WHAT TO PRODUCE >>
Repeat the passage on the hydrocarbon reaction cell from "2. Description of" up to and including "naturally occurring grasses.", swapping "crude oil" for "petroleum".

EXERCISE PASSAGE >>
---
1. Field of Invention
This invention is a reaction cell for synthesizing hydrocarbons. Hydrogen gas wrung from water and carbon catalytically react in a cyclic flow in which liquid products are isolated from gaseous products. The reaction cell uses solar energy as one source of process heat.
2. Description of Prior Art
Hydrocarbons of various forms are used throughout the world to produce heat and work. Most hydrocarbon-fueled processes use atmospheric oxygen and exhaust reaction products into the air. Liquid hydrocarbon fuel is used extensively in transportation. Work is produced in the form of turning torque derived from the reaction of the fuel with air. Most liquid hydrocarbon fuel is refined from crude oil that is extracted from subterranean deposits. Extraction of oil deposits is becoming increasingly expensive. Transportation uses over half the oil deliveries. Other sources of liquid hydrocarbon fuels are commercial crops and naturally occurring grasses.
Great strides, including increased efficiencies, have been made in reducing pollution. Burning any hydrocarbon fuel in air produces carbon dioxide. Carbon dioxide is a greenhouse gas. Governments are beginning to treat manmade carbon-dioxide gas emissions as a climate-changing environmental concern, and social pressure to switch from present-day hydrocarbon fuels is growing. Solar, geothermal, wind and wave energy are non-polluting energy sources.
Fuel cells are an alternate means of producing work. Fuel cells rely on hydrogen gas as a fuel. Hydrogen gas is expensive to produce and pressurize. Most production of hydrogen gas involves the consumption of fossil fuels. Additional energy sources for hydrogen gas production are nuclear and solar. Nuclear energy produces nuclear waste. Solar uses photovoltaics for the electrolysis of water. The cost of photovoltaic panels is expensive, as the electron band gap is small and the resulting surface area is large. Hydrogen gas can be produced by thermally cracking the water molecule, but the gas must be separated and compressed. U.S. Pat. No. 6,756,893 B2i describes a process for sustaining disassociation by filtering hydrogen and oxygen from steam through electron-conducting solid membranes. Research has been done to make membranes that are highly permeable, thin, but strong and more cost effective. U.S. Pat. No. 6,899,744 B2ii describes a composite hydrogen transport membrane yielding H2 permeation at 320° C. of 11 to 12 milliliters (STP) per minute per square centimeter, sustained over hours.
---
DATA EXTRACT >>
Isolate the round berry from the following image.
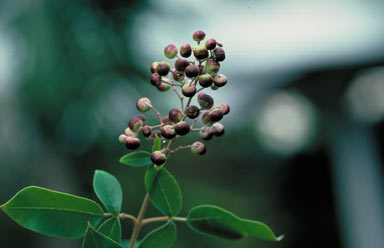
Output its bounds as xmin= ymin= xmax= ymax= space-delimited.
xmin=213 ymin=47 xmax=225 ymax=62
xmin=191 ymin=141 xmax=207 ymax=155
xmin=199 ymin=74 xmax=213 ymax=88
xmin=185 ymin=64 xmax=200 ymax=78
xmin=164 ymin=44 xmax=177 ymax=59
xmin=160 ymin=125 xmax=176 ymax=139
xmin=174 ymin=121 xmax=191 ymax=135
xmin=205 ymin=38 xmax=216 ymax=50
xmin=168 ymin=108 xmax=183 ymax=123
xmin=197 ymin=93 xmax=214 ymax=109
xmin=136 ymin=97 xmax=152 ymax=112
xmin=180 ymin=43 xmax=192 ymax=58
xmin=181 ymin=84 xmax=196 ymax=97
xmin=151 ymin=151 xmax=167 ymax=165
xmin=193 ymin=45 xmax=209 ymax=59
xmin=185 ymin=105 xmax=200 ymax=119
xmin=192 ymin=30 xmax=205 ymax=41
xmin=175 ymin=59 xmax=189 ymax=71
xmin=125 ymin=137 xmax=140 ymax=150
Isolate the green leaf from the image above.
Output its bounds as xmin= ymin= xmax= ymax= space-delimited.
xmin=93 ymin=170 xmax=123 ymax=214
xmin=82 ymin=224 xmax=121 ymax=248
xmin=145 ymin=165 xmax=182 ymax=216
xmin=138 ymin=221 xmax=177 ymax=248
xmin=0 ymin=186 xmax=104 ymax=238
xmin=187 ymin=205 xmax=283 ymax=241
xmin=97 ymin=217 xmax=121 ymax=244
xmin=152 ymin=135 xmax=161 ymax=152
xmin=120 ymin=151 xmax=152 ymax=167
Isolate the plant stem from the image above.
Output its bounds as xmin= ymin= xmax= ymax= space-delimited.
xmin=129 ymin=193 xmax=149 ymax=248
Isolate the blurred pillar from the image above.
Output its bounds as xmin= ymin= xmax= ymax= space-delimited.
xmin=330 ymin=121 xmax=384 ymax=248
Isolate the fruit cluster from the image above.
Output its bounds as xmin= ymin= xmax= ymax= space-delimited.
xmin=119 ymin=30 xmax=230 ymax=165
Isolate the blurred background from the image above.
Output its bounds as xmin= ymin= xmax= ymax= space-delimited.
xmin=0 ymin=0 xmax=384 ymax=248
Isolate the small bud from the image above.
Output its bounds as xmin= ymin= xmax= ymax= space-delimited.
xmin=219 ymin=102 xmax=231 ymax=115
xmin=124 ymin=127 xmax=136 ymax=137
xmin=205 ymin=59 xmax=220 ymax=73
xmin=205 ymin=38 xmax=216 ymax=50
xmin=175 ymin=121 xmax=191 ymax=135
xmin=181 ymin=84 xmax=196 ymax=97
xmin=213 ymin=74 xmax=227 ymax=87
xmin=185 ymin=105 xmax=200 ymax=119
xmin=197 ymin=93 xmax=214 ymax=109
xmin=212 ymin=47 xmax=225 ymax=62
xmin=212 ymin=122 xmax=225 ymax=136
xmin=199 ymin=127 xmax=213 ymax=140
xmin=201 ymin=112 xmax=212 ymax=125
xmin=151 ymin=72 xmax=161 ymax=86
xmin=199 ymin=74 xmax=213 ymax=88
xmin=191 ymin=141 xmax=207 ymax=155
xmin=192 ymin=30 xmax=205 ymax=41
xmin=156 ymin=83 xmax=171 ymax=91
xmin=136 ymin=97 xmax=152 ymax=112
xmin=157 ymin=61 xmax=171 ymax=76
xmin=175 ymin=59 xmax=189 ymax=71
xmin=128 ymin=115 xmax=147 ymax=132
xmin=141 ymin=125 xmax=152 ymax=137
xmin=164 ymin=44 xmax=177 ymax=59
xmin=180 ymin=43 xmax=192 ymax=58
xmin=168 ymin=108 xmax=184 ymax=123
xmin=160 ymin=125 xmax=176 ymax=139
xmin=185 ymin=64 xmax=200 ymax=78
xmin=125 ymin=137 xmax=140 ymax=150
xmin=161 ymin=116 xmax=172 ymax=125
xmin=151 ymin=62 xmax=159 ymax=73
xmin=209 ymin=109 xmax=224 ymax=122
xmin=193 ymin=45 xmax=209 ymax=59
xmin=151 ymin=151 xmax=167 ymax=165
xmin=119 ymin=134 xmax=128 ymax=143
xmin=149 ymin=130 xmax=161 ymax=139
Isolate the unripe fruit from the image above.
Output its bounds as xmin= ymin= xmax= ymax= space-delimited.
xmin=151 ymin=62 xmax=159 ymax=73
xmin=192 ymin=30 xmax=205 ymax=41
xmin=156 ymin=83 xmax=171 ymax=91
xmin=136 ymin=97 xmax=152 ymax=112
xmin=175 ymin=121 xmax=191 ymax=135
xmin=197 ymin=93 xmax=214 ymax=109
xmin=193 ymin=45 xmax=209 ymax=59
xmin=181 ymin=84 xmax=196 ymax=97
xmin=125 ymin=137 xmax=140 ymax=150
xmin=151 ymin=151 xmax=167 ymax=165
xmin=160 ymin=125 xmax=176 ymax=139
xmin=199 ymin=74 xmax=213 ymax=88
xmin=119 ymin=134 xmax=128 ymax=143
xmin=185 ymin=64 xmax=200 ymax=78
xmin=175 ymin=59 xmax=189 ymax=71
xmin=157 ymin=61 xmax=171 ymax=76
xmin=128 ymin=115 xmax=147 ymax=132
xmin=205 ymin=38 xmax=216 ymax=50
xmin=204 ymin=59 xmax=220 ymax=73
xmin=191 ymin=141 xmax=207 ymax=155
xmin=212 ymin=47 xmax=225 ymax=62
xmin=209 ymin=109 xmax=224 ymax=122
xmin=164 ymin=44 xmax=177 ymax=59
xmin=219 ymin=102 xmax=231 ymax=115
xmin=141 ymin=125 xmax=152 ymax=137
xmin=212 ymin=122 xmax=225 ymax=136
xmin=199 ymin=127 xmax=213 ymax=140
xmin=180 ymin=43 xmax=192 ymax=58
xmin=213 ymin=74 xmax=227 ymax=87
xmin=185 ymin=105 xmax=200 ymax=119
xmin=168 ymin=108 xmax=183 ymax=123
xmin=151 ymin=72 xmax=161 ymax=86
---
SOLVED EXERCISE >>
2. Description of Prior Art
Hydrocarbons of various forms are used throughout the world to produce heat and work. Most hydrocarbon-fueled processes use atmospheric oxygen and exhaust reaction products into the air. Liquid hydrocarbon fuel is used extensively in transportation. Work is produced in the form of turning torque derived from the reaction of the fuel with air. Most liquid hydrocarbon fuel is refined from petroleum that is extracted from subterranean deposits. Extraction of oil deposits is becoming increasingly expensive. Transportation uses over half the oil deliveries. Other sources of liquid hydrocarbon fuels are commercial crops and naturally occurring grasses.